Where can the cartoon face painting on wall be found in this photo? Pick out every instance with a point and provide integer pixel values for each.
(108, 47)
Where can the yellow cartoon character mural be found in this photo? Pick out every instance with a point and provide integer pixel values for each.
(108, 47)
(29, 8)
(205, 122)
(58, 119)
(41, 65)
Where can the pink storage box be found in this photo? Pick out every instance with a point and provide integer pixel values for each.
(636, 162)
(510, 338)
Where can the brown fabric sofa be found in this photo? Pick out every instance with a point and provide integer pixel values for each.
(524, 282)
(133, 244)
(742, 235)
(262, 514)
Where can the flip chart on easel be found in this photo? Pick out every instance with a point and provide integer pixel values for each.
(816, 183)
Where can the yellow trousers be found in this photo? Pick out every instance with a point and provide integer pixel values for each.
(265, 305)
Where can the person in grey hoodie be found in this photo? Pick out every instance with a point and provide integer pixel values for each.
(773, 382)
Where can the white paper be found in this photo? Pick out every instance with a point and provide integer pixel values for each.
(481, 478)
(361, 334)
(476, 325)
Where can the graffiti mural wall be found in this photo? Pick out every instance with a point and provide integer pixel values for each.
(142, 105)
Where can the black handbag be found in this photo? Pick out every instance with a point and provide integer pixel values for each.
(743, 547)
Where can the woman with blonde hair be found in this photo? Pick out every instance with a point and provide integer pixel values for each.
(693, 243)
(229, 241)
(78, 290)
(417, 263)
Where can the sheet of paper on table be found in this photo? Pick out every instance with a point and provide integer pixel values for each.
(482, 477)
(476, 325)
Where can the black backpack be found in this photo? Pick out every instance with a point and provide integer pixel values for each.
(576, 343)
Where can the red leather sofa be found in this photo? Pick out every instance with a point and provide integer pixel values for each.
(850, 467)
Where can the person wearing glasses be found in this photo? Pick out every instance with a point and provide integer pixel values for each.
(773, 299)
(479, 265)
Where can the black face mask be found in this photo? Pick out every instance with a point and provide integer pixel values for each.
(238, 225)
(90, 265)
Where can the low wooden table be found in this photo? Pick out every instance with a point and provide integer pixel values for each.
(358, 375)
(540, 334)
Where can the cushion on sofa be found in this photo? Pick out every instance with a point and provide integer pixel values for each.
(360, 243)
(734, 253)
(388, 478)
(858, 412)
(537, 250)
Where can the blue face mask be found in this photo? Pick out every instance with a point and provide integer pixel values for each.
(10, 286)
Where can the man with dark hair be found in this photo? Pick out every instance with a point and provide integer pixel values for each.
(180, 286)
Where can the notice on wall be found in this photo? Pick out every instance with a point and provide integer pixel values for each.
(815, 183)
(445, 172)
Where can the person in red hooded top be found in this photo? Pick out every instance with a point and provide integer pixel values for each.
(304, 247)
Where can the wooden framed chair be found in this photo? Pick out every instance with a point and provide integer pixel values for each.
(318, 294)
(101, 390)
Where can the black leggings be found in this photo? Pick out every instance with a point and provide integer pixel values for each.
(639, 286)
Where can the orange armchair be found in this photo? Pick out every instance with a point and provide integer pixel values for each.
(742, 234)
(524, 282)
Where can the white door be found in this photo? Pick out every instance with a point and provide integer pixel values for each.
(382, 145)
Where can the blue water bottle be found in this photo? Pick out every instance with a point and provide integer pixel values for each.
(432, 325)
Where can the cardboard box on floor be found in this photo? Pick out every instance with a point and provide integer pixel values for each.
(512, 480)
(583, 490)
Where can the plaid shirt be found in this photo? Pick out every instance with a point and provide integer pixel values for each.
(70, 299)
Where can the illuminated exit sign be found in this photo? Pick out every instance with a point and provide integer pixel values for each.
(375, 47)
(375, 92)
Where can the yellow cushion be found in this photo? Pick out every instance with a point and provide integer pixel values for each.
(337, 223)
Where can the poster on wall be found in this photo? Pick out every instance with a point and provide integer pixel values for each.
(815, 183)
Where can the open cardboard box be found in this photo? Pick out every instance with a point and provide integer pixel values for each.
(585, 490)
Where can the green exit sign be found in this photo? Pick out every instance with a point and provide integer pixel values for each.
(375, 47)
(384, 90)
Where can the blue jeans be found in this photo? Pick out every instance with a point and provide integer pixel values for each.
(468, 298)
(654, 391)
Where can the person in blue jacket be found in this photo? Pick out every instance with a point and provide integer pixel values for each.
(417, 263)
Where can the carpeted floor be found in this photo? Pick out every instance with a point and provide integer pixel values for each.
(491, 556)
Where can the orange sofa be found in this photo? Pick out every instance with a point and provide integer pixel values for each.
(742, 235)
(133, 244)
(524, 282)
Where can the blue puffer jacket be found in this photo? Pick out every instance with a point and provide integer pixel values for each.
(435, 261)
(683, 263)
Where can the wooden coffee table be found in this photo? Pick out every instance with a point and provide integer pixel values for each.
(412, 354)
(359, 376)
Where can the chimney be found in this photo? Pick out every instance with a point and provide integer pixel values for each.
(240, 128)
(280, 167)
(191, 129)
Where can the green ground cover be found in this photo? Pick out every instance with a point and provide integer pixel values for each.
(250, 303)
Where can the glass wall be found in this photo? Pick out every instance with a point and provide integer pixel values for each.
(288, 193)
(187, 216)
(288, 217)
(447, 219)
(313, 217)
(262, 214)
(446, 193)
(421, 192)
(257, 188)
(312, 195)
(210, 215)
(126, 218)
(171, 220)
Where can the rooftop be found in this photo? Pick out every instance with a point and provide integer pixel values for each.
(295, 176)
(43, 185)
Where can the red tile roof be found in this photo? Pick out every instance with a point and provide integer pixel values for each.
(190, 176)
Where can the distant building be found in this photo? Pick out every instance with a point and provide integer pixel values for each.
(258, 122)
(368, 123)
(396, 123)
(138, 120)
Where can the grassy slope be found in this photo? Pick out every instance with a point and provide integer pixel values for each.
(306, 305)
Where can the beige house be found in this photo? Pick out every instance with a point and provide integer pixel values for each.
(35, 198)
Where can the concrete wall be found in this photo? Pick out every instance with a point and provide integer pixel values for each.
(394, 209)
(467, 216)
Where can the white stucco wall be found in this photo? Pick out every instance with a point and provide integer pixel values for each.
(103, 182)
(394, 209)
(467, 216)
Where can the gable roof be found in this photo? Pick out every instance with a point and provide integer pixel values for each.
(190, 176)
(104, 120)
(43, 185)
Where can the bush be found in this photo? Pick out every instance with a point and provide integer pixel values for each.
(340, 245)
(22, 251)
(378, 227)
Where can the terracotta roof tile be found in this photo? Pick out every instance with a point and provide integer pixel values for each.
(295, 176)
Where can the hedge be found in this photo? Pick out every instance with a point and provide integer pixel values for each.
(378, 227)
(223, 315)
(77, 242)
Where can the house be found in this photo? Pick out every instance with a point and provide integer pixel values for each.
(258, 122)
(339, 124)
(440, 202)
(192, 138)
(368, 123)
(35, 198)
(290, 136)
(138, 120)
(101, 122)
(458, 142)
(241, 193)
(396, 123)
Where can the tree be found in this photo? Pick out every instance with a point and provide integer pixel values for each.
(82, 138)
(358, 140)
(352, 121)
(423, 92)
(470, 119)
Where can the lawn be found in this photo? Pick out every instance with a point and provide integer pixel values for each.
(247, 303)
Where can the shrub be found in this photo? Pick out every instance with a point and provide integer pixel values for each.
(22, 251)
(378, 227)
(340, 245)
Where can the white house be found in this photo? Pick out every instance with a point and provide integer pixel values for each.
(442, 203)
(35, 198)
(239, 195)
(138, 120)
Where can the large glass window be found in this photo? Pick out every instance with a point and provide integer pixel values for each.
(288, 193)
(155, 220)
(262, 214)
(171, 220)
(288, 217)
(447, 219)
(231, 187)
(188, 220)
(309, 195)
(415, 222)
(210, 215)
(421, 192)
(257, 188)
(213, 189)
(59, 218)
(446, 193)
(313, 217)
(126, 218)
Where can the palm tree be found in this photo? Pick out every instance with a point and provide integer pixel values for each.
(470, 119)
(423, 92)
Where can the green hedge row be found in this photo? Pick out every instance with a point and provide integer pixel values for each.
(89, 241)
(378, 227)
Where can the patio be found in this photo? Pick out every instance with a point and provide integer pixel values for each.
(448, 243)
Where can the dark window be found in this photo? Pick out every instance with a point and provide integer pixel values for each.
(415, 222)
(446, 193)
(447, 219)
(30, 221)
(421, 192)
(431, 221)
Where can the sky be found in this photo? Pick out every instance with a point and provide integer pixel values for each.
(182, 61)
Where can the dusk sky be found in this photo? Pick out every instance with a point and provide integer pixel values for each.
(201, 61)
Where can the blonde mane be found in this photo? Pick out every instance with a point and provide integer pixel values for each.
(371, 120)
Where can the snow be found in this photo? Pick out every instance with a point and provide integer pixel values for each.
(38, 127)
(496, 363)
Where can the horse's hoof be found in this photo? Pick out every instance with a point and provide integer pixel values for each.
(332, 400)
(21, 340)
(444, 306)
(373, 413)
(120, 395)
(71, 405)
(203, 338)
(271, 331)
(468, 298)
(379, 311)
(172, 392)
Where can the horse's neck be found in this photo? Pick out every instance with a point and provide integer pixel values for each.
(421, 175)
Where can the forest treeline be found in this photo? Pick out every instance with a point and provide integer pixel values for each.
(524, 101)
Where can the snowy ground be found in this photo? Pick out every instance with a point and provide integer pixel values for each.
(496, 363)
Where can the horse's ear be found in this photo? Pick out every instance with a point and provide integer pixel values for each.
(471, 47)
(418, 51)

# TASK OBJECTIVE
Each line from the one containing "Where can the green hedge" through the end of the entries, both included, is to be returned exactly, with no other lines.

# EXERCISE SOLUTION
Where can the green hedge row be found in this photo? Pick out every instance with a point and provide integer pixel values for each.
(89, 241)
(378, 227)
Where can the patio be found in this photo? Pick out every instance with a point and provide integer pixel values for each.
(448, 243)
Where can the dark window be found in this photo? Pick out every instance with a point and provide integer pixel values for each.
(415, 222)
(446, 193)
(447, 219)
(30, 221)
(421, 192)
(431, 221)
Where can the sky be found in this photo? Pick out every instance with a point and provide integer pixel values for each.
(182, 61)
Where can the dusk sky be found in this photo? Pick out every instance with a point and provide integer pixel values for each.
(201, 61)
Where can the blonde mane be found in this photo? Pick out every instance with a point and provide integer pixel values for each.
(371, 120)
Where can the snow be found in this photo? Pick out every instance with a point and provide integer pixel values for each.
(38, 127)
(496, 363)
Where can the horse's hoof be found in this photo? Pick out every instance with a point and provide integer pixel values for each.
(332, 400)
(21, 340)
(444, 306)
(373, 413)
(120, 395)
(71, 405)
(203, 338)
(271, 331)
(468, 298)
(379, 311)
(172, 392)
Where can the horse's neck be found in this photo? Pick out every instance with a point and provide integer pixel values for each.
(421, 175)
Where can the forest treeline be found in this photo? Pick out every instance with a point and provide integer pixel values for each.
(524, 101)
Where can the snowy ground be found in this photo? Pick out every instance with a point and provide integer pixel values for each.
(496, 363)
Where can the horse's ear be found in this photo? Pick out every instance with a point and provide integer pixel values for each.
(471, 47)
(418, 51)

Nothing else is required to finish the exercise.